• [TAREFAS A REALIZAR]:
a. Responda com base no texto sobre nicotina e cocaína:
(i) Segundo Raphael Boechat, qual é o neurotransmissor mais envolvido no mecanismo de dependência?
(ii) Que porcentagem da população afirmou ter fumado cigarro alguma vez na vida, de acordo com o levantamento de 2005?
(iii) Em que animais foi feita a análise citada por Márcia?
b. Traduza para o inglês esta frase do texto sobre nicotina e cocaína: "Em relação à cocaína, 2,9% das pessoas admitiram ter usado a droga pelo menos uma vez na vida e 0,2% assumiram ser viciados em estimulantes, entre os quais a cocaína."
c. Dê continuidade ao texto sobre nicotina e cocaína a partir do ponto em que ele termina.

• [TEXTO PARA LEITURA]:
————
De acordo com o psiquiatra Raphael Boechat, professor de psiquiatria e psicopatologia da Universidade de Brasília (UnB), o neurotransmissor mais envolvido no mecanismo de dependência é a dopamina, “que é a mediadora do ‘circuito de recompensas’”. Ele afirma que, entre a comunidade científica, já se sabia que os efeitos da nicotina e da cocaína no cérebro eram parecidos — logicamente, os da cocaína são mais intensos. “Essa correlação de um aumentar a ação do outro no corpo, porém, é realmente nova”, ressalta.

Dados estatísticos do levantamento domiciliar sobre uso de drogas psicotrópicas no Brasil, feito em 2005 pela Secretaria Nacional de Políticas sobre Drogas e pelo Centro Brasileiro de Informação sobre Drogas (Cebrid), mostram que 44% da população afirmaram ter fumado cigarro alguma vez na vida, sendo que 10,1% se consideram dependentes do tabaco. Embora a pesquisa não relacione o uso do cigarro com outras drogas, ele apresenta dados interessantes, como o de que 22,8% dos brasileiros já usaram algum tipo de droga ilícita. Em relação à cocaína, 2,9% das pessoas admitiram ter usado a droga pelo menos uma vez na vida e 0,2% assumiram ser viciados em estimulantes, entre os quais a cocaína. A estatística revela que tanto o uso do tabaco quanto da cocaína têm maior incidência entre pessoas na faixa etária dos 25 aos 34 anos e que os mais suscetíveis ao vício são os homens.

ImportânciaBoechat afirma que esse é um estudo excelente. “Considero-o relevante porque os pesquisadores tentam achar dados cerebrais para explicar a questão do vício”, completa. Segundo o psiquiatra, a análise dos profissionais norte-americanos vai além das hipóteses de que passar de uma droga para outra é uma questão essencialmente comportamental, que era a ideia mais considerada ao abordar a associação entre cigarro e cocaína.

Márcia afirma que a pesquisa é importante por analisar os mecanismos que ocorrem nas células cerebrais para entender o comportamento de adição a drogas e a associação entre o uso delas. “Provavelmente, essa análise feita em ratos abrirá caminho para outras investigações na mesma linha e permitirá aplicações do modelo de investigação em seres humanos”, estima. A neurologista diz que a relevância do estudo para a sociedade existe do ponto de vista da saúde pública, pelo alerta que os cientistas fazem em relação aos perigos da exposição ao fumo com relação aos mecanismos de vício que podem ser ativados.
————
• [DADOS FORNECIDOS]:
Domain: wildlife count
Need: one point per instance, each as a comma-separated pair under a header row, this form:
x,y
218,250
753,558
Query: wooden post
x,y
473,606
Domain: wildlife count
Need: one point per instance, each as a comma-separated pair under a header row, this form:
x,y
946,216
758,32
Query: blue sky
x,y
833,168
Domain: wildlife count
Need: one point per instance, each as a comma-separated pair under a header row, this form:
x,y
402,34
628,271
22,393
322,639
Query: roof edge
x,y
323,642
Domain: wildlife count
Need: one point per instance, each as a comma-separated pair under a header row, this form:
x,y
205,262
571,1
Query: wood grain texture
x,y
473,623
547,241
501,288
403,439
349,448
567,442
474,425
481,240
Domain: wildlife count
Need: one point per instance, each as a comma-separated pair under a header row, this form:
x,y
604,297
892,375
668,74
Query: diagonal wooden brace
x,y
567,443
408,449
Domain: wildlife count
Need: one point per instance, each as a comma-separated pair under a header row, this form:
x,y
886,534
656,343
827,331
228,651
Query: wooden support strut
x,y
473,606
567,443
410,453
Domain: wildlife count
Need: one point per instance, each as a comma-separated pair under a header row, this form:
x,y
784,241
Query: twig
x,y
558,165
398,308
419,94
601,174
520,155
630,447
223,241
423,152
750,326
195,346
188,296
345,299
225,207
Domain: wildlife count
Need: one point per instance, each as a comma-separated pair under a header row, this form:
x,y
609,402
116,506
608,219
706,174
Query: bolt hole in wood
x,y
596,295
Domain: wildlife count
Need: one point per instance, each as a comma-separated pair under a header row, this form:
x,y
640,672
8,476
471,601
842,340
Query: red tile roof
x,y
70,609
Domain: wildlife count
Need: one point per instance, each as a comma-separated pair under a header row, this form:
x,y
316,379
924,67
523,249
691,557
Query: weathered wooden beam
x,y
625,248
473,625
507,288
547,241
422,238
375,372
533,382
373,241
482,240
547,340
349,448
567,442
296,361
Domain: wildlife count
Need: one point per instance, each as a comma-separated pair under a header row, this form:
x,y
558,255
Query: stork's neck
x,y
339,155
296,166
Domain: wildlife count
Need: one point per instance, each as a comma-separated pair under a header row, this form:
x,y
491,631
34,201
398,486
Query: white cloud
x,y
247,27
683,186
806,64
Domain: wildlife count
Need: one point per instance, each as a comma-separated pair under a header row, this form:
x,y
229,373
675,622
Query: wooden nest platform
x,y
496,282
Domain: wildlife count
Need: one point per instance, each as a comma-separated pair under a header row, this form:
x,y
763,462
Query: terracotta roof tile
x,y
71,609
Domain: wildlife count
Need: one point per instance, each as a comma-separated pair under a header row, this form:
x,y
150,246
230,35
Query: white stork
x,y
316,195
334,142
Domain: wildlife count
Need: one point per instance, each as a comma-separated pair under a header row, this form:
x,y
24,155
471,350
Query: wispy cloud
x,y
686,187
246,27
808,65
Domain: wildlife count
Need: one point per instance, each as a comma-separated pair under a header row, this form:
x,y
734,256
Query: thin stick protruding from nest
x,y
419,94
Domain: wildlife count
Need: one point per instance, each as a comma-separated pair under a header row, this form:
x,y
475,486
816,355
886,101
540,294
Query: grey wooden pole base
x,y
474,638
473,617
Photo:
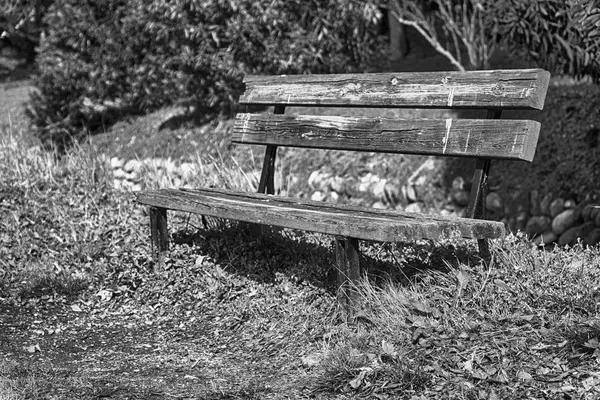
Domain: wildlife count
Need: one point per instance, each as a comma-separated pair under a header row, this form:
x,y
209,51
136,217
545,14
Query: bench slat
x,y
512,89
505,139
349,221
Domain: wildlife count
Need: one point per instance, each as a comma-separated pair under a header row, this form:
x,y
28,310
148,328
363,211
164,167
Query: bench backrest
x,y
485,139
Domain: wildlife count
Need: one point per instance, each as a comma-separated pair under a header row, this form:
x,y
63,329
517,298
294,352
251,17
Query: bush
x,y
103,59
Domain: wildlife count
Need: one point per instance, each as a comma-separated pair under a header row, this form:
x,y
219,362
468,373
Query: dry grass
x,y
231,316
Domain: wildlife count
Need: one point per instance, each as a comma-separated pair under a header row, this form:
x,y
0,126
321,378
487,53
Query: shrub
x,y
102,60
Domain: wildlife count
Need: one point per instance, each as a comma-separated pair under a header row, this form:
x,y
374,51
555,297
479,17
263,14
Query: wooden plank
x,y
347,261
516,89
159,233
507,139
339,220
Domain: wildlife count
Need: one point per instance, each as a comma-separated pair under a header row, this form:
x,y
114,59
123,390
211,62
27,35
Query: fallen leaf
x,y
33,348
524,376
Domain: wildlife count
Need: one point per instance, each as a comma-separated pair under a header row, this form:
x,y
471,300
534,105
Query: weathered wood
x,y
476,205
518,88
267,175
158,232
340,220
507,139
348,271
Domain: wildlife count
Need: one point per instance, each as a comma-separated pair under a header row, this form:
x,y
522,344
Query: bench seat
x,y
334,219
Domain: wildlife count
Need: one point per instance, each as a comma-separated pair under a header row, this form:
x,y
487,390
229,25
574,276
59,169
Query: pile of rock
x,y
547,221
132,174
556,220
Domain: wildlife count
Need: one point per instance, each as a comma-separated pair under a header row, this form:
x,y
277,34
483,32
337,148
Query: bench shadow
x,y
261,253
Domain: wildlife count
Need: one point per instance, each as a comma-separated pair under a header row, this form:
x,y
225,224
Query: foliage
x,y
104,59
558,35
229,315
466,26
21,23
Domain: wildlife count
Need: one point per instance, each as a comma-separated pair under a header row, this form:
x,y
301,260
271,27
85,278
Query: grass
x,y
85,313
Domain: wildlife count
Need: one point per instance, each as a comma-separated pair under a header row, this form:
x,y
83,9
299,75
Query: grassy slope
x,y
86,314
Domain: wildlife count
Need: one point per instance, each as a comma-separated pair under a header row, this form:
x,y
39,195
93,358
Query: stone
x,y
392,193
545,204
119,174
413,207
379,205
460,198
538,225
493,202
316,179
586,212
337,184
570,203
563,221
334,197
545,238
379,189
317,196
557,206
593,238
410,194
130,165
116,162
570,236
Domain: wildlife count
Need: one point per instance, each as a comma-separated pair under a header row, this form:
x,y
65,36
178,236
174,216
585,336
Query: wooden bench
x,y
483,139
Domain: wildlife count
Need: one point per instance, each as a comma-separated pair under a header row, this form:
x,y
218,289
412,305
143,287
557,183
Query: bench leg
x,y
348,271
158,233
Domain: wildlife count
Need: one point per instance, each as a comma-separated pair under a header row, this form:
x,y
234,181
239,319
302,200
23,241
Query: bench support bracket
x,y
158,232
348,270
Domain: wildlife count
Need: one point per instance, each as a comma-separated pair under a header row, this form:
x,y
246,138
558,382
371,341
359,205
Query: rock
x,y
521,221
563,221
538,225
130,165
545,238
570,236
459,183
545,204
119,174
116,162
379,205
534,200
392,193
334,197
557,206
316,180
593,238
317,196
413,207
460,198
409,192
337,184
586,212
570,203
379,189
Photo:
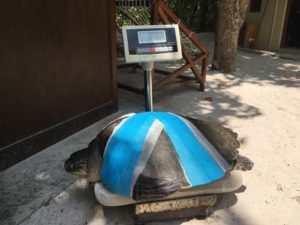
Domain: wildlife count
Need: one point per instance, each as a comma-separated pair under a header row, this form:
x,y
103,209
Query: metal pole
x,y
148,68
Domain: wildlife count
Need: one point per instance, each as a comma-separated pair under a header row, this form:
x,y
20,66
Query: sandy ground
x,y
260,101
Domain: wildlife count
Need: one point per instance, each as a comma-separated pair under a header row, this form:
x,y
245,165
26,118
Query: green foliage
x,y
198,15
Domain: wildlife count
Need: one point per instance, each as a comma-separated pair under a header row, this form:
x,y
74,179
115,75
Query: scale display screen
x,y
149,37
151,43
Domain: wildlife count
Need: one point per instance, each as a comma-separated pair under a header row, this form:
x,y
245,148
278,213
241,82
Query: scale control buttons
x,y
154,50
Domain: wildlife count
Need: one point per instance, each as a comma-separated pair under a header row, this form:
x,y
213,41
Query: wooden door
x,y
57,71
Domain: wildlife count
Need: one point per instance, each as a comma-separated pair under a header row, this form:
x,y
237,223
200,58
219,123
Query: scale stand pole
x,y
148,68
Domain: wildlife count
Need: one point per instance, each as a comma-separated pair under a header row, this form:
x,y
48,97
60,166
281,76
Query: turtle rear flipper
x,y
243,163
153,188
223,139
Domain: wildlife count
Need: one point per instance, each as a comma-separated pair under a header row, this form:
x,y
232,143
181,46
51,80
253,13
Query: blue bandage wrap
x,y
201,163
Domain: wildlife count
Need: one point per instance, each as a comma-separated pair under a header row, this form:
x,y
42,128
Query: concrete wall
x,y
269,23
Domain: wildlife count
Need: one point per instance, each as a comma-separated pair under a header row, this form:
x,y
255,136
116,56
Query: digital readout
x,y
153,36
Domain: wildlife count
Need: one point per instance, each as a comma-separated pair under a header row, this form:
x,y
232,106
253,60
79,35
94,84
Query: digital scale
x,y
149,44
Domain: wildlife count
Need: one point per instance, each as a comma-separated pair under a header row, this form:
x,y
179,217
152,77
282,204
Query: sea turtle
x,y
161,172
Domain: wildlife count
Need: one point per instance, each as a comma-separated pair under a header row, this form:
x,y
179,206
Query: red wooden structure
x,y
161,13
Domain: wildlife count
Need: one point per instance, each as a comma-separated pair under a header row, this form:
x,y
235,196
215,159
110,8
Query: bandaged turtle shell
x,y
154,154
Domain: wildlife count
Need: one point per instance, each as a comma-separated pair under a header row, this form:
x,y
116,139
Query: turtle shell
x,y
155,154
162,171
————
• [RESPOSTAS POR TAREFA]:
a.
(i) A dopamina.
(ii) 44%.
(iii) Em ratos.

b. Regarding cocaine, 2.9% of people admitted to having used the drug at least once in their lives, and 0.2% acknowledged being addicted to stimulants, cocaine among them.

c.
Um ponto forte dessa pesquisa, destaca Levine, é enfatizar a importância de que os jovens não fumem. “Evitar fumar não é necessário apenas pelos malefícios já conhecidos que a nicotina causa, mas por agora sabermos que ela faz com que as pessoas fiquem potencialmente vulneráveis a se viciarem em outras drogas”, alerta. Ele adverte que os efeitos da nicotina no cérebro de adolescentes pode ainda ser mais perigoso, já que o organismo deles está em formação e as ligações entre os neurônios — as sinapses — existem em maior quantidade do que no cérebro de adultos.

Levine diz que outras pesquisas mostram que o álcool e a maconha teriam função semelhante à do cigarro no cérebro. É exatamente essa questão que ele e sua equipe pretendem estudar daqui em diante. “Queremos primeiro ver se o álcool ativa o mesmo mecanismo que a nicotina”, explica. “Talvez os efeitos do vício sejam parecidos, mas a ação das substâncias no corpo humano seja diferente. Precisamos investigar isso”, determina o neurocientista.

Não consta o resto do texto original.